* Begin Raw data *

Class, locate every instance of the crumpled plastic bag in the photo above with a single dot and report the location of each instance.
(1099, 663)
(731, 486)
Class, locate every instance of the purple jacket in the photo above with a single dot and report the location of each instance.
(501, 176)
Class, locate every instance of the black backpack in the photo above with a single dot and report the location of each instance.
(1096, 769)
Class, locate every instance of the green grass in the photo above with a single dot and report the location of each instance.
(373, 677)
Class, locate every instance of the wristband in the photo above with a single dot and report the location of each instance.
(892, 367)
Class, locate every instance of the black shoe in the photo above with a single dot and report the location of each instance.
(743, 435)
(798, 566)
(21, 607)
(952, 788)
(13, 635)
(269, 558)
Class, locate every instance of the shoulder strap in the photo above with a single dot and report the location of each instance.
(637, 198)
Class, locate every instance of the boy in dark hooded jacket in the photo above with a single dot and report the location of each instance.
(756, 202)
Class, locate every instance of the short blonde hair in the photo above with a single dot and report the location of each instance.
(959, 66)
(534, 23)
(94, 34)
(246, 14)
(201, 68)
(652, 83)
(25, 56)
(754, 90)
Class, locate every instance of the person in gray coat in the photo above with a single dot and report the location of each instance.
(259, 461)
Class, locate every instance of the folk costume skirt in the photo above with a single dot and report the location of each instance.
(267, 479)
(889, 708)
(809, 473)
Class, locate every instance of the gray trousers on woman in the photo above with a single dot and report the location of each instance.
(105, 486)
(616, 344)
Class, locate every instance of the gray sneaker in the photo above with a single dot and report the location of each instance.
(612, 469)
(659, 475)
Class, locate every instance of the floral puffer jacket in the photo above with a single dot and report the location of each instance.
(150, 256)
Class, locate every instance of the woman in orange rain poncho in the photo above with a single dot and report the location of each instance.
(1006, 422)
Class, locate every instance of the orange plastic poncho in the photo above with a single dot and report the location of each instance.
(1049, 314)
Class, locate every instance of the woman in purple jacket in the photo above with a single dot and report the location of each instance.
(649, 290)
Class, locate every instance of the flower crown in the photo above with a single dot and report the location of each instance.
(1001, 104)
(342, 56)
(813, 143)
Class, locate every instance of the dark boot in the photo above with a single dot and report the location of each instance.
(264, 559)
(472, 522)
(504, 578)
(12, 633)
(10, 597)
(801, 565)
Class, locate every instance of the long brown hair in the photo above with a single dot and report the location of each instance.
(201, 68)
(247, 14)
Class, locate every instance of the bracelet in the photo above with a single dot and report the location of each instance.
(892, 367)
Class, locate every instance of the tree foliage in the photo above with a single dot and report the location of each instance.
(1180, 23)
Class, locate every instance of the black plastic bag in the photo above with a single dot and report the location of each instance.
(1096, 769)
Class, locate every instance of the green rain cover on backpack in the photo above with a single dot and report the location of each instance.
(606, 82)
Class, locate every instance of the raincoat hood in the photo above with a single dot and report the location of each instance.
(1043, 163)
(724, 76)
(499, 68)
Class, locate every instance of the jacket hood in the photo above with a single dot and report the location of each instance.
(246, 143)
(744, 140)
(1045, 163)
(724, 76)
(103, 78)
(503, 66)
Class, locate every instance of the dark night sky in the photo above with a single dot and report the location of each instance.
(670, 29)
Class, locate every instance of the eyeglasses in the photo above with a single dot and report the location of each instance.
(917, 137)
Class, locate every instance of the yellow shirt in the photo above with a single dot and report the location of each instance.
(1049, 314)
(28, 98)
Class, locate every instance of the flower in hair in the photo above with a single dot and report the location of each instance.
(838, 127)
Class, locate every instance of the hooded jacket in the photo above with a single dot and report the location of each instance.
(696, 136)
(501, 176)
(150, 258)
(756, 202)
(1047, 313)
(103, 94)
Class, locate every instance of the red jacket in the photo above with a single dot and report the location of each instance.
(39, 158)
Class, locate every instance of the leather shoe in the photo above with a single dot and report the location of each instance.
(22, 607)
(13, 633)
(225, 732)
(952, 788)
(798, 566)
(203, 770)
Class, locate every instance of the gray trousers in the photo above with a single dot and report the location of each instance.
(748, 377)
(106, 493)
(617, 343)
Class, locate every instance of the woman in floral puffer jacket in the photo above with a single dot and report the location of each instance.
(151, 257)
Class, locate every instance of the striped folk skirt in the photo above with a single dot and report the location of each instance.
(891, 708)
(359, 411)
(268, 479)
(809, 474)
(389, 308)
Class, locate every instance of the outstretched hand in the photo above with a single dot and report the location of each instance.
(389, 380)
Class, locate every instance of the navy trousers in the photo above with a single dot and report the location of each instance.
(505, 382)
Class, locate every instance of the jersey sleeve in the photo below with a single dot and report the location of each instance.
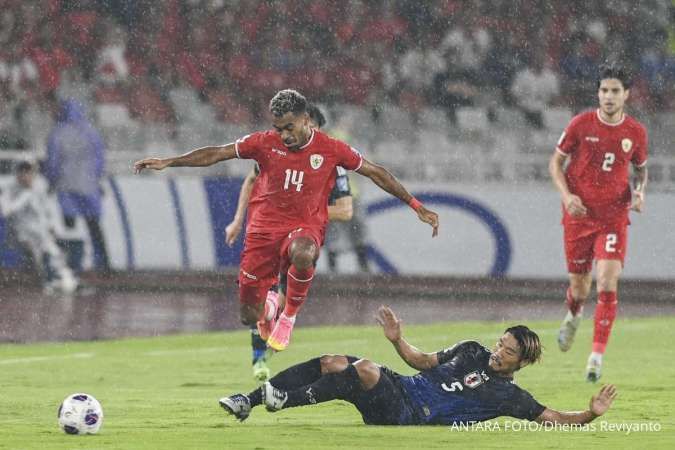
(640, 154)
(450, 352)
(569, 139)
(250, 145)
(522, 405)
(348, 157)
(341, 188)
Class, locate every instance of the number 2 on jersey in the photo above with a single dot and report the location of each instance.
(294, 177)
(609, 160)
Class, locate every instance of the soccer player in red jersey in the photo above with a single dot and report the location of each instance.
(297, 166)
(339, 208)
(600, 146)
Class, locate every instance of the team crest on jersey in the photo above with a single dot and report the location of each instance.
(473, 380)
(315, 161)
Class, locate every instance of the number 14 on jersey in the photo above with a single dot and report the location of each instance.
(293, 178)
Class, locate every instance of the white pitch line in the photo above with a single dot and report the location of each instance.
(31, 359)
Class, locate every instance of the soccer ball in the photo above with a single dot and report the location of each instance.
(80, 414)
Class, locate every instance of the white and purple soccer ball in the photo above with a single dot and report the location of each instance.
(80, 414)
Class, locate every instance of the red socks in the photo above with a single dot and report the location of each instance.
(573, 305)
(297, 288)
(605, 312)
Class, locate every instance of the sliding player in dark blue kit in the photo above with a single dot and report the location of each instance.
(463, 384)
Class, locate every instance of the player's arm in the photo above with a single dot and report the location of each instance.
(639, 185)
(599, 405)
(387, 182)
(200, 157)
(233, 230)
(412, 356)
(342, 210)
(573, 203)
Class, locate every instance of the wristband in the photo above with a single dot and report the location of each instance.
(414, 203)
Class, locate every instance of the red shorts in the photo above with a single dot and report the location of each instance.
(585, 242)
(266, 255)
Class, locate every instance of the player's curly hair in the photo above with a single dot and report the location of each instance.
(528, 341)
(287, 101)
(614, 70)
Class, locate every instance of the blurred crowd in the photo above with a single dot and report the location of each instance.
(236, 53)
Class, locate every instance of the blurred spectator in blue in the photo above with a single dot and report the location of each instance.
(75, 167)
(658, 68)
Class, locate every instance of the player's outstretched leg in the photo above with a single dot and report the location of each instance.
(577, 293)
(343, 385)
(261, 372)
(303, 252)
(268, 321)
(605, 313)
(303, 374)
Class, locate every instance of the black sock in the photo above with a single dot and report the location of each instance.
(257, 344)
(339, 385)
(298, 375)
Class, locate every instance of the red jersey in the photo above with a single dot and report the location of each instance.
(293, 186)
(600, 156)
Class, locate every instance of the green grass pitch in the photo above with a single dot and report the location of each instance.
(162, 392)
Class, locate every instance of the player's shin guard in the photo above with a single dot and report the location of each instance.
(258, 345)
(605, 313)
(575, 306)
(299, 282)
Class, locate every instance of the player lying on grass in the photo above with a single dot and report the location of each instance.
(462, 384)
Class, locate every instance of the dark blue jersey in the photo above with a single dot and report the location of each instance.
(463, 389)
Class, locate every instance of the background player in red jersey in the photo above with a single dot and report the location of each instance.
(339, 208)
(297, 166)
(600, 145)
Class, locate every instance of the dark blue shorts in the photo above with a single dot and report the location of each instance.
(386, 403)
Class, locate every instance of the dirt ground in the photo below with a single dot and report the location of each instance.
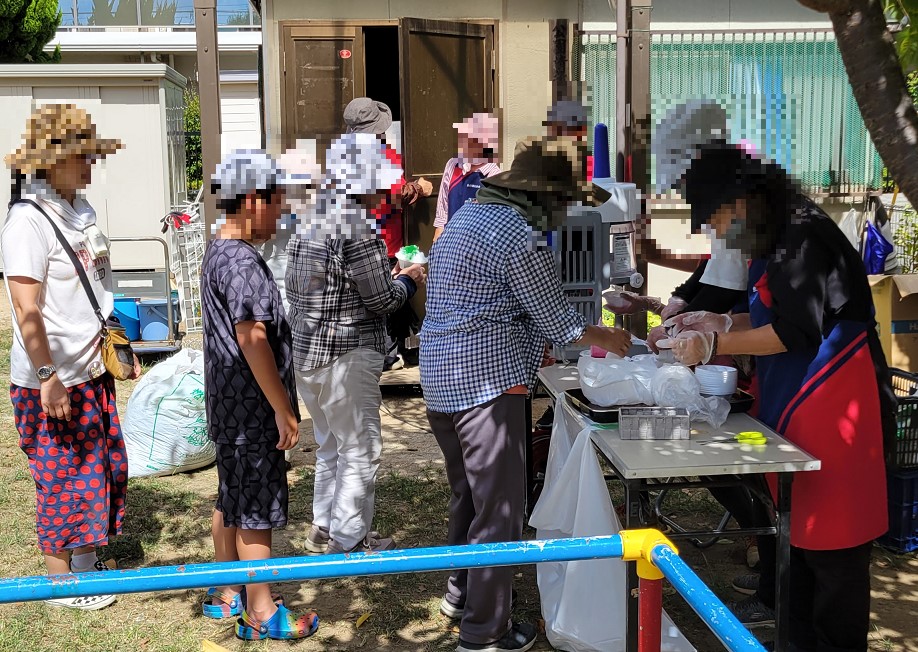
(168, 522)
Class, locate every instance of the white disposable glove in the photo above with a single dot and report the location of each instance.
(690, 347)
(706, 322)
(628, 303)
(674, 306)
(656, 334)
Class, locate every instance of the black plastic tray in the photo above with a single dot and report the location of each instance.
(740, 402)
(597, 413)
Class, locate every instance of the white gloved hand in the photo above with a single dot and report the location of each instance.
(674, 306)
(628, 303)
(703, 321)
(690, 347)
(656, 334)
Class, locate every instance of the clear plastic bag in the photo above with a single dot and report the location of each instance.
(676, 386)
(616, 381)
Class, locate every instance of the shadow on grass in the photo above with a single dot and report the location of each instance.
(161, 515)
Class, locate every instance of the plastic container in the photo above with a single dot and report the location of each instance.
(717, 380)
(128, 313)
(653, 423)
(902, 491)
(903, 453)
(154, 319)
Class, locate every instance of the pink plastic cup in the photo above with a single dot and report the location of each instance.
(597, 352)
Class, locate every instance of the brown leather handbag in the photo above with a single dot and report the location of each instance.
(117, 354)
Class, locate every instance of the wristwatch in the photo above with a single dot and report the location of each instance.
(45, 372)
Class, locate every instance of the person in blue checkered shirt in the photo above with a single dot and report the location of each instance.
(494, 300)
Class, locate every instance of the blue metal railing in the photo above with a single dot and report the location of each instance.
(702, 600)
(297, 569)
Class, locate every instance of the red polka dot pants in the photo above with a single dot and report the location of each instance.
(79, 467)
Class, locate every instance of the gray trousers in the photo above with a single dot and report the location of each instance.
(485, 466)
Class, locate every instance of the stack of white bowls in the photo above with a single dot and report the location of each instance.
(716, 380)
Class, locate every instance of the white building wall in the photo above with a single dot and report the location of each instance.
(129, 190)
(240, 116)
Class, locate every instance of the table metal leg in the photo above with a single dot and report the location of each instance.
(782, 576)
(530, 480)
(632, 520)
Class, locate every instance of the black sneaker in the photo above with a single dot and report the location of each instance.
(746, 584)
(520, 638)
(753, 613)
(453, 612)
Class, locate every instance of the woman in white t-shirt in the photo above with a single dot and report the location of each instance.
(63, 398)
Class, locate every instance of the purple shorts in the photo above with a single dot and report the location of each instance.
(79, 467)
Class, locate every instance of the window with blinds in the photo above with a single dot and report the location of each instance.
(786, 92)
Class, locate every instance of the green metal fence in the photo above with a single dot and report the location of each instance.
(784, 91)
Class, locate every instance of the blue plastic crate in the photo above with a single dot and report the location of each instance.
(902, 452)
(902, 495)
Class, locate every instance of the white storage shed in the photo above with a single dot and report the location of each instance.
(140, 104)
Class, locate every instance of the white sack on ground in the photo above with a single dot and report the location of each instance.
(165, 425)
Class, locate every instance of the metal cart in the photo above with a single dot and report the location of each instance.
(147, 288)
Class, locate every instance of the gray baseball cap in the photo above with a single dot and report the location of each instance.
(365, 116)
(680, 134)
(244, 171)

* End Raw data *

| Your task |
Rewrite everything from the line containing "Class, locate every instance of the stack" down to the end of the lines, swapping "metal" for "steel" and leaving all else unchanged. Give only those lines.

| Completed task |
Class, locate every instance of the stack of white bowls in the photo above with a single dot and report the location of each instance.
(716, 380)
Class, locate every instance of the white building wall in the photo above with a single dot and report the location of each instance.
(129, 190)
(240, 116)
Class, locate every instance of the table steel leg in the photo above with a single dot and report the location of each instance.
(782, 576)
(530, 480)
(632, 520)
Class, locate every instance of the black sneaker in the photo above with a single dot and report the location of each instance.
(746, 584)
(520, 638)
(753, 613)
(453, 612)
Class, locate every instance of the woman in white t-shirt in the photo above with a single dot and report the location of each instance.
(63, 398)
Class, locate every instance of the purple shorts in the photo above with a single dot and report the location of each instance.
(79, 467)
Class, locate every instance of the window with blinds in the photo above with a single dot and report the location of each instance.
(786, 92)
Class, locate every instance of the green steel fence in the photo above with a single dot and report the location of each instance.
(784, 91)
Class, locate every instance of the blue plastic crate in the photo above with a single dot and report the location of each instance.
(902, 452)
(902, 495)
Class, locate every instance of the white storage shed in the photo above with a single dot and report the location of each instance.
(140, 104)
Class, locate every instance of the white sack on ground in the photo above with a single dot and report the location of each instance.
(165, 425)
Class, locate every instance of the steel cart in the photo above with a single dot and report the location of each instance.
(147, 288)
Class, locate every instance of the gray baseball cap in the photo above with a single dot and report the location of each instance.
(365, 116)
(680, 134)
(244, 171)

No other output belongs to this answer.